Task prompt: Copy out the records below, replacing "innermost point" with "most central point" each time it appears and leaving every other word unchanged.

Data provided:
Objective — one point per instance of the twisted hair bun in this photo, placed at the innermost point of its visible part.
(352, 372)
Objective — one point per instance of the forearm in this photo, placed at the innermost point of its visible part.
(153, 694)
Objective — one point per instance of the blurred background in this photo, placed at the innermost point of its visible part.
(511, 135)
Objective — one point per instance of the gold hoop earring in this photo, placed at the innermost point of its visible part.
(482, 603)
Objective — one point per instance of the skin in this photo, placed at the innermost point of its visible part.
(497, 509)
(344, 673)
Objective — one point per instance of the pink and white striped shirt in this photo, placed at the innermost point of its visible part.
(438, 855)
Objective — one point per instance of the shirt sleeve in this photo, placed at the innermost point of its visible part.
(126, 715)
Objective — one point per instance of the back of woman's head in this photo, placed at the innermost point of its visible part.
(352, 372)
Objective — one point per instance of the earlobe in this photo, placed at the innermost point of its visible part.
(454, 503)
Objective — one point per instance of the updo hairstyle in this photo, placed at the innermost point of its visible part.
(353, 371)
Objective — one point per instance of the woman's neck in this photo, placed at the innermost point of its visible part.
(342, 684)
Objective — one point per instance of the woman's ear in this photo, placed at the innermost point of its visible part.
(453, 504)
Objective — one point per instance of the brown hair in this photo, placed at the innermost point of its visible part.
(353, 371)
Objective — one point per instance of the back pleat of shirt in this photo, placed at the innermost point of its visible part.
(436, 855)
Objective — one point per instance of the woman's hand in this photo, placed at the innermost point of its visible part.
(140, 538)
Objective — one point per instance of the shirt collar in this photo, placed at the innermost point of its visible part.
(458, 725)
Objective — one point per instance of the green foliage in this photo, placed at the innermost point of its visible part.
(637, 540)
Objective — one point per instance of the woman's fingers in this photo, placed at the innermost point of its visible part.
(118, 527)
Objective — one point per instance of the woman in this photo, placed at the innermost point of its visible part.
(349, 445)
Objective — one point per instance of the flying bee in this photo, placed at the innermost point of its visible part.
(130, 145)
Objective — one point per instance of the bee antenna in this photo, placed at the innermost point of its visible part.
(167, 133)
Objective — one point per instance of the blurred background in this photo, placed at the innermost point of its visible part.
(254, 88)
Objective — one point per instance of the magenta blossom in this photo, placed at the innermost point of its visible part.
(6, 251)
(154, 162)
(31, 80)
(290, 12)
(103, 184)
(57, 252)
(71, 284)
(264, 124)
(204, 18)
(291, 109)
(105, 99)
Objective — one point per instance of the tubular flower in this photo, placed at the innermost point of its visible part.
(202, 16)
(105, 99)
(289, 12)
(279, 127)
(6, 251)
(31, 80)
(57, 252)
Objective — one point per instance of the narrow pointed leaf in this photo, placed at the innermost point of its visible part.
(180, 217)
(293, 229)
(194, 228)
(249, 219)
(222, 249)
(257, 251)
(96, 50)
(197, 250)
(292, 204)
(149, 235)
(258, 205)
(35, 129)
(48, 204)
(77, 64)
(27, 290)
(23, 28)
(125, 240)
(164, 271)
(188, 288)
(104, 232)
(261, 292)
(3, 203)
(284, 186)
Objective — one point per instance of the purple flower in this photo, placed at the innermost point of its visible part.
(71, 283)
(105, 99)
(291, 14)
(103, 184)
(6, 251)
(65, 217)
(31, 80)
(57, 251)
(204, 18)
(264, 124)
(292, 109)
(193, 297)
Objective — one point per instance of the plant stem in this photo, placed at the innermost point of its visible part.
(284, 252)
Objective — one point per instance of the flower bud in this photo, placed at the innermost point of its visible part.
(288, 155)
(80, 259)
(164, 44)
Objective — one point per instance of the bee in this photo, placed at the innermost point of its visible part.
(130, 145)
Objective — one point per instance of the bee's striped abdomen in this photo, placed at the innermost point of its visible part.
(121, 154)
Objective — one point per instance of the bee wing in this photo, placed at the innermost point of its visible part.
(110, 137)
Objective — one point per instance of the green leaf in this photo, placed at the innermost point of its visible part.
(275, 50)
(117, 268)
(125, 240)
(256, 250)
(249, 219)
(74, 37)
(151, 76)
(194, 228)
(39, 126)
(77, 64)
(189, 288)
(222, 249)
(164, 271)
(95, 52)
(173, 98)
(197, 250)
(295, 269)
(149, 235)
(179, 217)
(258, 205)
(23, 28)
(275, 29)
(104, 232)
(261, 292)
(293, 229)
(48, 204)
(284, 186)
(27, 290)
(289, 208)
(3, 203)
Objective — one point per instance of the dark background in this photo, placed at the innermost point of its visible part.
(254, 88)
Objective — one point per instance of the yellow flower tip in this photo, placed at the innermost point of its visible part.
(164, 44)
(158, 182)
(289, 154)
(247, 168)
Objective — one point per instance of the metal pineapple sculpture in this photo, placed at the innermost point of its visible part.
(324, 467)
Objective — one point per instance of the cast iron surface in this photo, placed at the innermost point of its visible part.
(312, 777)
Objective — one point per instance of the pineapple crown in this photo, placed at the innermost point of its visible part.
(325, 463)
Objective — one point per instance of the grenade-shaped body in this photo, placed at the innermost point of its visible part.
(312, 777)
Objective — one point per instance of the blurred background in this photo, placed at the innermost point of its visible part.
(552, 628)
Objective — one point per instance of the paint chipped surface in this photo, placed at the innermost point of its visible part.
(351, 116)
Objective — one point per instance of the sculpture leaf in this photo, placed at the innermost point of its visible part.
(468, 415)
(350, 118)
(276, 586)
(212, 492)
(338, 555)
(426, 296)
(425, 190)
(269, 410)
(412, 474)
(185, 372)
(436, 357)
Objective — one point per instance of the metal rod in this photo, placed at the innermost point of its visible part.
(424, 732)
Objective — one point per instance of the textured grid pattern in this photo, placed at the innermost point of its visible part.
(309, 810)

Response to the task:
Objective — one point per instance of the twisted hair bun in this photo, placed at the most central point of its visible part.
(352, 372)
Objective — one point per instance of the forearm in this photo, placed at the most central point of its visible part.
(153, 694)
Objective — one point per instance of the blurred background in this photo, placed at the most central point of its visible part.
(511, 135)
Objective — one point per instance of the gold hoop earring in this photo, placed at the most central point of its visible part.
(482, 603)
Objective — one point per instance of the skin in this photo, placed at the most central point of its visible part.
(497, 509)
(344, 673)
Objective — one point per instance of the pink and white striped shirt in this photo, placed at the most central point of its visible part.
(438, 855)
Objective — one point per instance of the shirt sleeve in this photo, placed at the most central point of its visible part.
(126, 715)
Objective — one point per instance of the back of woman's head in this photo, placed at the most central point of its visible part.
(352, 372)
Objective — one point per instance of the earlobe in this photo, placed at the most central point of its visible part.
(454, 503)
Objective — one point per instance of the updo hairstyle in this photo, placed at the most central point of its visible part.
(353, 371)
Objective — one point per instance of the woman's neck in this photo, placed at the most central point of its visible part.
(342, 684)
Objective — one point per instance of the woman's ear in this photo, placed at the most central point of its visible part.
(453, 504)
Objective — one point per instance of the brown hair in this photo, placed at the most central point of its visible part.
(353, 371)
Objective — one point per instance of the back pleat of shirt in this photo, placed at the most central point of its visible part.
(436, 855)
Objective — one point per instance of the woman's hand in this photo, placed at the most central point of its visible part.
(140, 538)
Objective — one point per instance of the shirt collar in this photo, placed at the most central point of its visible part.
(458, 725)
Objective — one point per instance of the green foliage in this photo, placed at the most central point of its visible part.
(637, 540)
Objective — one point per instance of the woman's fingers in this photo, placed at the most central point of its visible part.
(118, 527)
Objective — one point per instance of the woman in this photo, placed at the most central point of its visible part.
(349, 445)
Objective — one point per instance of the flying bee in this photo, placed at the most central point of its visible part.
(130, 145)
Objective — one point per instance of the bee antenna in this photo, placed at the most central point of its visible part.
(167, 133)
Objective — one point per instance of the blurred background in this photo, placed at the most central point of its visible part.
(254, 88)
Objective — one point per instance of the magenta blossom in this photo, placed at the most central point of its visible part.
(6, 251)
(154, 162)
(31, 80)
(290, 12)
(103, 184)
(57, 252)
(71, 284)
(264, 124)
(204, 18)
(291, 109)
(105, 99)
Objective — one point per instance of the tubular flower in this photo, placed at the most central point of its visible part.
(202, 16)
(105, 99)
(289, 12)
(279, 127)
(6, 251)
(31, 80)
(57, 252)
Objective — one point per instance of the narrow pointed leaf in this photo, placed at the most central point of its visible part.
(180, 217)
(293, 229)
(194, 228)
(249, 219)
(222, 249)
(257, 251)
(96, 50)
(197, 250)
(292, 204)
(149, 235)
(258, 205)
(35, 129)
(48, 204)
(77, 64)
(27, 290)
(23, 28)
(125, 240)
(164, 271)
(188, 288)
(104, 232)
(261, 292)
(3, 203)
(284, 186)
Objective — one point per instance of the purple flower in this photo, placed at the most central point of its visible part.
(71, 283)
(105, 99)
(291, 14)
(103, 184)
(6, 251)
(65, 217)
(31, 80)
(57, 251)
(204, 18)
(264, 124)
(292, 109)
(193, 297)
Objective — one point per instance of the plant stem in this photo, placed at the most central point of its visible part.
(284, 252)
Objective — one point per instance of the flower bud in this photo, placed at the most central point of its visible part.
(288, 155)
(80, 259)
(164, 44)
Objective — one point per instance of the bee in this photo, placed at the most central point of its visible part.
(130, 145)
Objective — one point per instance of the bee's striped abdomen in this photo, placed at the most central point of its visible part.
(121, 154)
Objective — one point per instance of the bee wing in this photo, placed at the most central point of its visible part.
(110, 137)
Objective — one point per instance of the green leaf in this photo, placed at the most central point of its visible part.
(275, 50)
(117, 268)
(125, 240)
(256, 250)
(249, 219)
(74, 37)
(151, 76)
(194, 228)
(39, 126)
(77, 64)
(189, 288)
(222, 249)
(164, 271)
(95, 52)
(173, 98)
(197, 250)
(295, 269)
(149, 235)
(179, 217)
(258, 205)
(23, 28)
(275, 29)
(104, 232)
(261, 292)
(293, 229)
(48, 204)
(284, 186)
(27, 290)
(289, 208)
(3, 203)
Objective — one point per instance of the dark background in this photo, placed at the most central point of its visible part.
(254, 88)
Objective — one point per instance of the yellow flower tip in this photo, placed at the most central point of its visible part.
(164, 44)
(158, 182)
(289, 154)
(247, 168)
Objective — one point per instance of the metal pineapple sculpture in this photo, placed at the most central point of its visible part.
(324, 467)
Objective — one point per instance of the cast iron surface in this photo, placed at the most central point of its visible part.
(312, 777)
Objective — one point per instance of the pineapple crown in this photo, placed at the most central point of its visible part.
(325, 463)
Objective — one point per instance of the grenade-shaped body in this photo, placed at the most central point of its visible part.
(312, 777)
Objective — one point per instance of the blurred background in this photo, placed at the most central point of its visible part.
(552, 628)
Objective — one point per instance of the paint chipped surface in this photo, placed at the most central point of its visible part.
(351, 116)
Objective — one point per instance of the sculpture leaf in this photo, placed at the most central point of its visible part.
(468, 415)
(350, 118)
(276, 586)
(212, 492)
(338, 555)
(426, 296)
(425, 190)
(269, 410)
(412, 474)
(185, 372)
(436, 357)
Objective — one point per instance of the metal rod in this photo, placed at the most central point of its visible part.
(424, 732)
Objective — one point per instance of the textured grid pattern in this photo, placed at the most central point of its visible part.
(309, 810)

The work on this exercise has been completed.